[EXERCISE INSTRUCTIONS]:
1. Extract the words of the passage on Socrates and Marcus Aurelius from "It will be replied, and" up to and including "heard of Christ.".
2. Write what comes next in the passage on Socrates and Marcus Aurelius, starting after its last sentence.

[TEXT SHOWN]:
━━━━━━━━

It will be replied, and very truly, that for all this, Socrates and Marcus Aurelius were grand specimens of humanity, rising to a noble height of moral greatness in an age of cruelty and licentiousness, and that we cannot expect them to have been all that we should expect from a Christian apostle or from a Christian king. Granted most heartily this. It only proves that Christianity has raised our standard of excellence and has raised the characters of those who embrace and follow it immeasurably above the highest standard and the noblest characters of the world, which had never heard of Christ.

━━━━━━━━

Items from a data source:
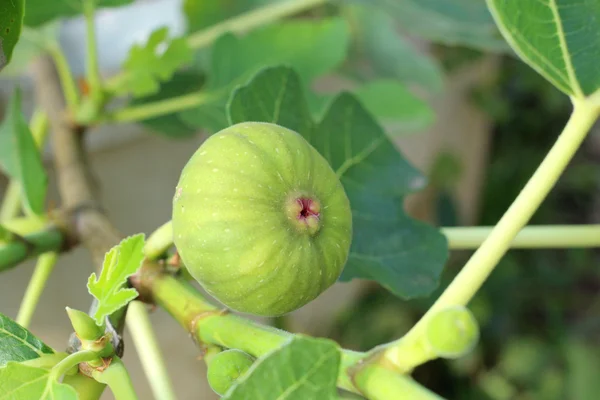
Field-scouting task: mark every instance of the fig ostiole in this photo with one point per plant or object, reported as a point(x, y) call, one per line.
point(227, 367)
point(261, 220)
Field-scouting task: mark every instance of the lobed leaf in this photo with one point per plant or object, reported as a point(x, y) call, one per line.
point(155, 62)
point(120, 263)
point(404, 255)
point(22, 382)
point(303, 368)
point(557, 38)
point(18, 344)
point(313, 48)
point(20, 157)
point(11, 20)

━━━━━━━━

[ANSWERS PROVIDED]:
1.
It will be replied, and very truly, that for all this, Socrates and Marcus Aurelius were grand specimens of humanity, rising to a noble height of moral greatness in an age of cruelty and licentiousness, and that we cannot expect them to have been all that we should expect from a Christian apostle or from a Christian king. Granted most heartily this. It only proves that Christianity has raised our standard of excellence and has raised the characters of those who embrace and follow it immeasurably above the highest standard and the noblest characters of the world, which had never heard of Christ.

2.
I must bring my words, my most feeble and imperfect words in this high argument, to a close. I have tried to show that the life of Christ, and the teaching of Christ, as we have them recorded in the most unsuspicious records,—records which could not possibly have been the gradual concoctions and concretions of subsequent times, the careful afterthoughts of enthusiasts or impostors; that the life and teaching of Christ were original in the highest degree, not calculated to attract from any pandering to prejudice or to passion, that they exhibit the most marvellous ideal of simple grandeur or grand simplicity; that the power which they exercise is from no apparent effort—not even from reasoning and argumentation,—but from the strength of truth, and from their satisfaction to human want; that the power which they exercised, and yet exercise, is the greatest moral power ever tried upon man; that they have raised, and yet do raise, men and nations to a greater height of civilization, humanity, and purity, than anything has ever raised them before. And I ask, How can we account for the fact that all this has been done by the teaching of one unlettered Peasant in the most despised corner of a despised land? Is there any phenomenon in moral science, or in physical science, which demands a patient and honest investigation more seriously than this?

There are those who think the influence of Christianity is on the wane. I confess I can see no sign of this; though, without doubt, its enemies are many, and the wish is father to the thought. But I will just put my case in one other shape, which will more or less deal with this question of decay, and then I will end.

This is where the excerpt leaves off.